+++ Data records

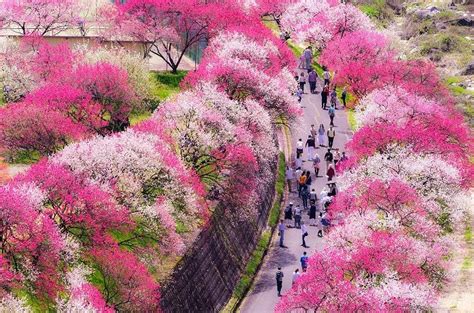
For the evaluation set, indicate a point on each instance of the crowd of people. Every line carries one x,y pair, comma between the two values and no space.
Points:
300,180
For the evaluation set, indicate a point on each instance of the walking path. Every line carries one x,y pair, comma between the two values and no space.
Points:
263,296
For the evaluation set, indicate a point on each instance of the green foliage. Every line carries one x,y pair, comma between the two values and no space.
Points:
444,42
279,188
252,266
25,157
170,79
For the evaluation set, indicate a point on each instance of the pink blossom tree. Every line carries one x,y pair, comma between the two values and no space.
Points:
170,28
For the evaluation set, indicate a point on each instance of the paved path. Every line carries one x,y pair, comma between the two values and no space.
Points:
263,296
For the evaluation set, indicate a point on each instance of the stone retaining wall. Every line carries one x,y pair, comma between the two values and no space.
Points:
204,280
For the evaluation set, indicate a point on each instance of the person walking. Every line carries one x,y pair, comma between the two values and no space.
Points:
326,77
312,213
290,176
304,261
314,132
331,172
297,216
331,134
312,80
304,233
343,157
328,157
344,96
311,144
309,180
316,164
279,278
299,148
334,98
302,81
296,275
289,213
321,135
324,96
337,157
302,183
305,197
281,233
332,114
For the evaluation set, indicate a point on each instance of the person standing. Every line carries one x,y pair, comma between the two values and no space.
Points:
331,134
344,96
312,79
313,132
289,213
304,233
321,135
330,172
289,177
343,157
328,157
316,164
299,148
326,77
296,275
332,114
304,197
337,157
302,183
312,213
311,144
279,278
302,81
304,261
324,97
281,233
334,98
308,56
297,216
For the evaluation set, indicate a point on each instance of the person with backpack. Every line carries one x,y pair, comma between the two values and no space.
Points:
312,79
289,175
296,275
305,197
281,233
299,148
316,164
327,77
344,96
334,98
304,233
302,183
331,134
324,96
328,157
332,114
302,81
289,212
279,278
312,212
321,135
311,144
331,172
304,261
297,216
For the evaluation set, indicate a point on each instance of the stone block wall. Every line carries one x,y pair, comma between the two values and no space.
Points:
204,279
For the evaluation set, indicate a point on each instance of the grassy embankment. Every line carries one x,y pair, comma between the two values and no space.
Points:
260,251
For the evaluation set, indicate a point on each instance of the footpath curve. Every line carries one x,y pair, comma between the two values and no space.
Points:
263,297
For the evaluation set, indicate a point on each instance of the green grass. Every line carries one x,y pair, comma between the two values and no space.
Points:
351,119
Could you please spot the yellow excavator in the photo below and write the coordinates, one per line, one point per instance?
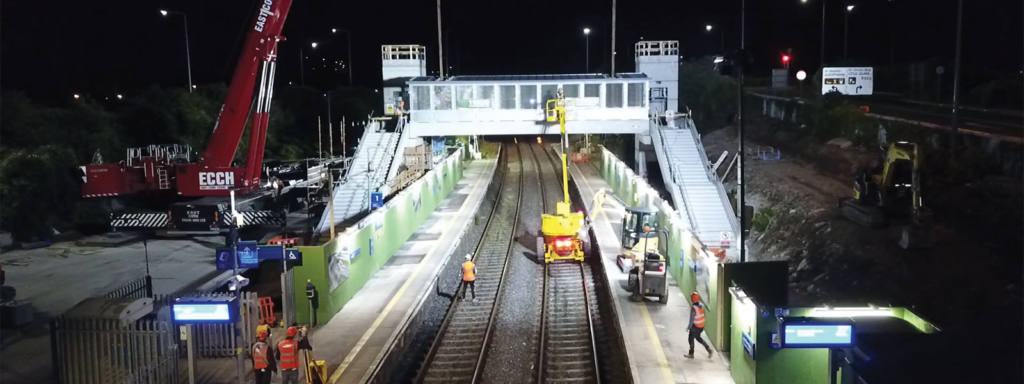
(560, 232)
(891, 190)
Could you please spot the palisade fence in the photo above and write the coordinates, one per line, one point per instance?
(93, 350)
(147, 351)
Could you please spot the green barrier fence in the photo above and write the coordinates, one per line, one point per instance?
(340, 267)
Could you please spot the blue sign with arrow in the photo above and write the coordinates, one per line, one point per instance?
(293, 256)
(224, 259)
(376, 201)
(248, 254)
(270, 252)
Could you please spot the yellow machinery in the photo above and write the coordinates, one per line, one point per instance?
(639, 235)
(893, 190)
(560, 231)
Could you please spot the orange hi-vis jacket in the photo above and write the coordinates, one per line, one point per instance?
(698, 316)
(289, 354)
(468, 271)
(260, 358)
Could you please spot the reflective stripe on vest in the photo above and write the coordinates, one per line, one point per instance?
(259, 355)
(698, 316)
(467, 271)
(289, 354)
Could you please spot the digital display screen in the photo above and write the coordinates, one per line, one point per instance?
(809, 335)
(202, 312)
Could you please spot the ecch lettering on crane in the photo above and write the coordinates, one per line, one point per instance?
(216, 180)
(263, 12)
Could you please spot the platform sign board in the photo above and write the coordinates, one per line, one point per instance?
(376, 201)
(248, 254)
(817, 335)
(204, 310)
(270, 252)
(848, 80)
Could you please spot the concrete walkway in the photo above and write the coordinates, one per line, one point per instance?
(355, 338)
(654, 334)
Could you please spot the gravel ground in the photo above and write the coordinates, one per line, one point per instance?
(449, 283)
(512, 353)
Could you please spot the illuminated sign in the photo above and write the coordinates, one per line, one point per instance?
(204, 310)
(817, 335)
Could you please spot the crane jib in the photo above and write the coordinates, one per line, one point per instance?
(264, 11)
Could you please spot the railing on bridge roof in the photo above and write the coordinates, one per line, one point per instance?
(521, 97)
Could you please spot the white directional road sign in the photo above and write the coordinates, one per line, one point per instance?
(851, 81)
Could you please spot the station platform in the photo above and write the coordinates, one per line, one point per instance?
(356, 338)
(654, 334)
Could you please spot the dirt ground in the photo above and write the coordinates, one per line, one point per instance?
(975, 266)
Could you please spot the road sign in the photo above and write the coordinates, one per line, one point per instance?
(376, 201)
(851, 81)
(293, 256)
(248, 254)
(270, 252)
(224, 259)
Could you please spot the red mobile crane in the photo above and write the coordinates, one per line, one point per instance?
(168, 168)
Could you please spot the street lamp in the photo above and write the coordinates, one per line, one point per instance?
(846, 32)
(721, 33)
(586, 32)
(348, 47)
(822, 30)
(184, 18)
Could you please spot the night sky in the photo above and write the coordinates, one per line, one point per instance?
(50, 49)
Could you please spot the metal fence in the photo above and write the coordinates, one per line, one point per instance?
(138, 288)
(217, 340)
(87, 350)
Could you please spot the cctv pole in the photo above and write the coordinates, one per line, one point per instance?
(952, 125)
(739, 168)
(233, 228)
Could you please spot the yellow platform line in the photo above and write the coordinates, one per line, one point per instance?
(401, 291)
(655, 342)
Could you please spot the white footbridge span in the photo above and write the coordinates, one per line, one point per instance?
(636, 103)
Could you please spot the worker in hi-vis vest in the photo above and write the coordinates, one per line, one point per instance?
(469, 276)
(288, 351)
(263, 363)
(696, 325)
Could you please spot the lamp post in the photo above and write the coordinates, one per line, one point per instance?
(822, 31)
(187, 54)
(846, 32)
(586, 33)
(348, 47)
(721, 34)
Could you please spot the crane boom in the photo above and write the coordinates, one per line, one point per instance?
(258, 60)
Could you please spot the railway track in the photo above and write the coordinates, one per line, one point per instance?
(458, 352)
(567, 351)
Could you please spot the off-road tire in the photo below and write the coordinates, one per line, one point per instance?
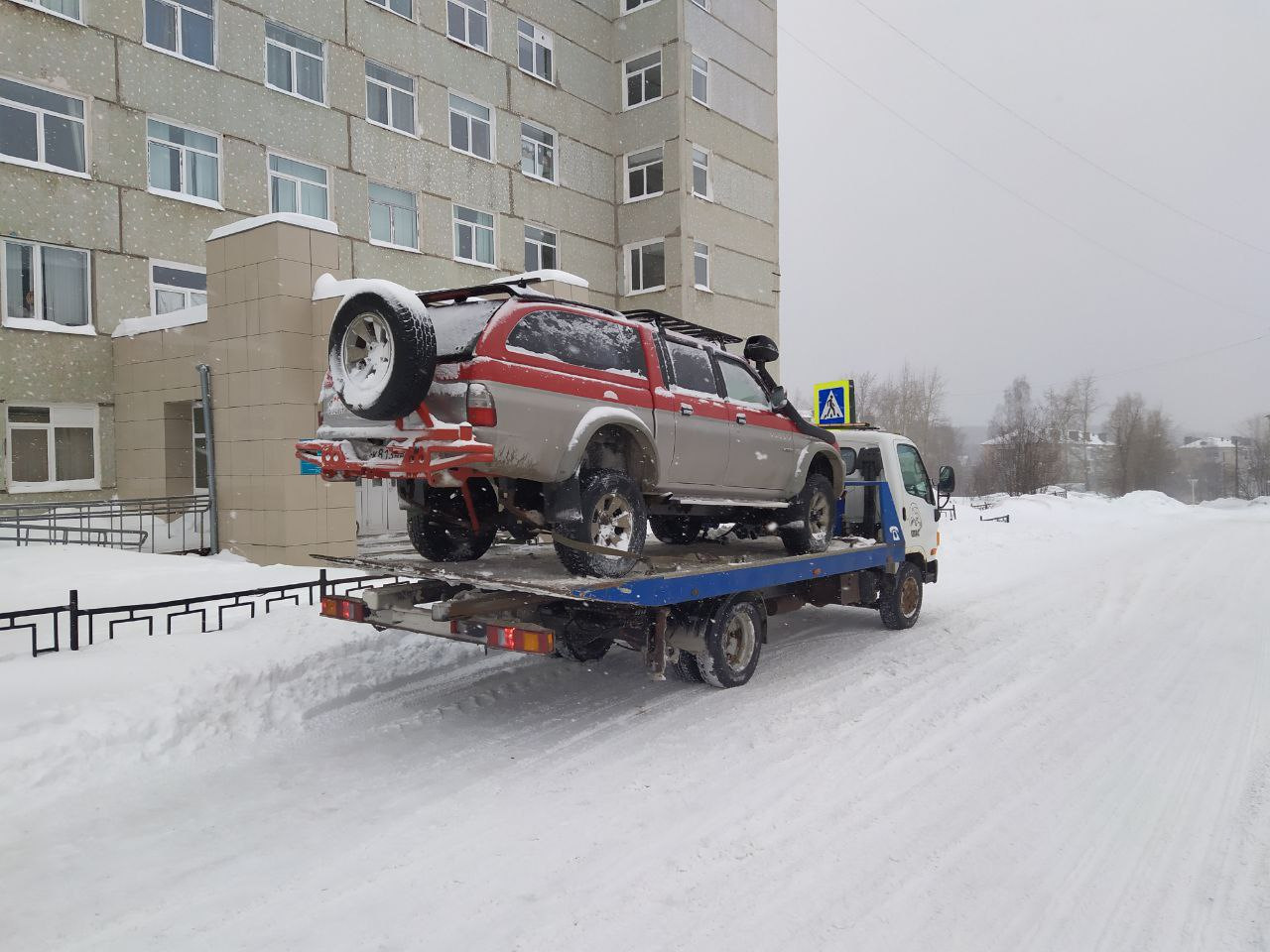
(813, 506)
(734, 638)
(677, 530)
(901, 599)
(409, 370)
(444, 540)
(598, 486)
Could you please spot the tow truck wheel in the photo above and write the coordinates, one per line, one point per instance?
(902, 597)
(734, 636)
(443, 532)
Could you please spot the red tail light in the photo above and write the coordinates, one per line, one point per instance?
(480, 407)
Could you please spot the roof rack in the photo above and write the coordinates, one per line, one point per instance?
(681, 326)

++++++

- _Given request_: Copy out every line of the records above verbatim, leaving out the pictures.

- _Solution_:
For the evaluation set, indicate a point on each instance of the crowd of people. Every line carries one x,y pair, comma between the two values and no space.
Points:
300,180
For the evaluation set, indicate a point on each instance of the walking path. Every line carries one x,y pair, comma between the two values and no space.
Points:
263,296
For the evaluation set, indicate a point on each instance of the green foliage. Every line carries one x,y pair, comma between the two values and no space.
Points:
444,42
279,188
252,266
25,157
170,79
For the evaluation set, indicate a point on each instance of the pink blossom tree. Every line carries one x,y pair, comma between the two values and no space.
Points:
170,28
For the evaluation set, indicate a point on each instance of the paved path. Every line carries one x,y pair, comma between the two values and no space.
Points:
263,296
For the evaluation set, indicate a point on each instance of the stone retaining wall. Every line carries one x,y pair, comma between the two values and no space.
Points:
204,280
For the evaluation set, indicate a point on each instance of the person walking. Every line carries one x,y pair, comma between the two values and no space.
Points:
326,77
312,213
290,176
304,261
314,132
331,172
297,216
331,134
312,80
304,233
343,157
328,157
344,96
311,144
309,180
316,164
279,278
299,148
334,98
302,81
296,275
289,213
321,135
324,96
337,157
302,183
305,197
281,233
332,114
For the evaluation set, indicate a point on each instance of the person standing. Every line carries one x,y pair, comma between the two values and no space.
Points:
331,134
344,96
312,79
313,132
289,213
304,233
321,135
330,172
289,177
343,157
328,157
316,164
299,148
326,77
296,275
332,114
304,197
337,157
302,183
312,213
311,144
279,278
302,81
304,261
324,97
281,233
334,98
308,56
297,216
For the evaluation set, indicate a point on each instance of the person with backpack. Every line carries one x,y pair, comma between the two values and no space.
Points:
312,79
289,175
296,275
305,197
281,233
299,148
316,164
327,77
344,96
334,98
304,233
302,183
331,134
324,96
328,157
332,114
302,81
289,212
279,278
312,212
321,135
311,144
331,172
304,261
297,216
For the evaluation set, indicate a point on each instance of the stone block wall. Every line carries one x,y pair, comma between the two values and no space.
Points:
204,279
For the evaluation set, indicate a point on each instance of the grassy embankment. Every line carries one x,y pair, comma between the two values and no space.
Points:
260,251
For the evaluation set, indicate a point on each instance of the footpath curve. Every line carries one x,y pair, comma between the two values and no space.
Points:
263,297
For the evaluation set, indicate a point on each instance of the green grass. Every line carries one x,y pair, comma between the two values and no space.
Points:
351,119
Could you please spot the yellow excavator in the photo below and write the coordinates, one per line, one point per instance?
(560, 232)
(891, 190)
Could you please spot the palisade fence in the photo above and write the coordinates, one per line, one point per instance?
(93, 350)
(147, 351)
Could you please spot the green barrier fence in the photo above and write the coordinates, one per line, one point per instance?
(340, 267)
Could you please spot the blue sign with arrow in the photo above and write the coordinates, one per line, one point per instance?
(293, 256)
(224, 259)
(376, 201)
(248, 254)
(270, 252)
Could you please spot the yellow machinery in the photo above and write the coordinates, one per line, one point per instance?
(639, 235)
(893, 190)
(560, 231)
Could you please spot the orange hi-vis jacket in the photo above and write the coordinates, one per line, one point per instance?
(698, 316)
(289, 354)
(468, 271)
(260, 358)
Could you please spot the reflective stripe on vest in the photo above and write the coordinates, one per line, one point per instance?
(259, 355)
(698, 316)
(467, 271)
(289, 354)
Could you please spot the digital display screen in the photo above and write the coordinates, one per line, one point per instance?
(809, 335)
(202, 312)
Could you please spot the ecch lettering on crane in the photo above and write the coordinates, one per line, one point per instance?
(216, 180)
(263, 12)
Could you please spot the platform sign board in the photo above and write the coordinates, one per line, one point per instance?
(376, 201)
(248, 254)
(817, 335)
(204, 310)
(270, 252)
(848, 80)
Could you please spot the concrete walkway in the photo above and write the coordinates, one per line, one point per instance?
(355, 338)
(654, 334)
Could you please spot the gravel ground in the photo above and write the coordinates, one per line, one point per instance?
(449, 283)
(512, 353)
Could you please spot the illuminated sign in the photo above and write the coordinates, one per line, one point per instance?
(204, 310)
(817, 335)
Could you please spot the crane jib in the photo above and write the coordinates, one per line, one point per instance?
(264, 11)
Could you please spot the railing on bridge roof in the photo above and write the coordinates, one per line, one point per instance?
(521, 97)
Could you please spot the white directional road sign in the photo above and write the coordinates, one per line, one point per instance?
(851, 81)
Could you please spot the station platform in the photo above and write the coordinates, one per line, one point per instance?
(356, 338)
(654, 334)
Could you please spot the dirt ground in the photo above and write the coordinates, one per line, one point per instance?
(975, 266)
Could you please spot the road sign in the photo above and write the coordinates, one per line, one point per instance?
(376, 201)
(851, 81)
(293, 256)
(248, 254)
(270, 252)
(224, 259)
Could you please spot the red mobile crane in the photo above and write the coordinates, one per line, one point per instance?
(168, 168)
Could you please spot the street lamp in the photo above and write the coordinates, one per line, one point per instance?
(846, 32)
(721, 33)
(586, 32)
(348, 47)
(822, 30)
(184, 18)
Could you please spot the night sky in the photo above and write the coordinates, one per line, one point per instance?
(50, 49)
Could you please spot the metal fence in the photo above and write the coordinates, one per line, one point per instance?
(138, 288)
(217, 340)
(87, 350)
Could you please spot the cctv pole in the photo above and write the coordinates, one per line, one point per instance?
(952, 125)
(739, 168)
(233, 228)
Could you please spot the yellow platform line in the photo above and write the coordinates, one per line, one point per instance?
(401, 291)
(655, 342)
Could you please spot the white footbridge span in the photo above and write the coordinates, one per line, one point per instance?
(636, 103)
Could you please spot the worker in hi-vis vest in the photo above and write the coordinates, one per line, one point per instance?
(469, 276)
(288, 351)
(263, 363)
(696, 325)
Could you please spot the lamp post in the photo above and write the coordinates, one per line, one point per instance?
(822, 31)
(187, 54)
(846, 32)
(586, 33)
(348, 47)
(721, 34)
Could you please spot the crane boom in the photo above and write the coordinates, one per line, one point per instance?
(258, 60)
Could you please spot the railway track in the photo above and write the coordinates, one per line, one point per instance?
(458, 352)
(567, 351)
Could you please spot the off-road tire in the photo below and write the coordinates, one per line, one point per instance?
(813, 506)
(734, 638)
(677, 530)
(901, 599)
(409, 370)
(444, 540)
(598, 486)
Could you please spot the tow truck wheel in the photo above and write the coordinates, one per line, one point per instance?
(902, 597)
(734, 636)
(443, 532)
Could you please spot the red tail light in the photo above and write the coordinates, one per line, one point per instance?
(480, 407)
Could you please spot the roof rack in the photo above and write the coordinates, one per line, one point per instance?
(681, 326)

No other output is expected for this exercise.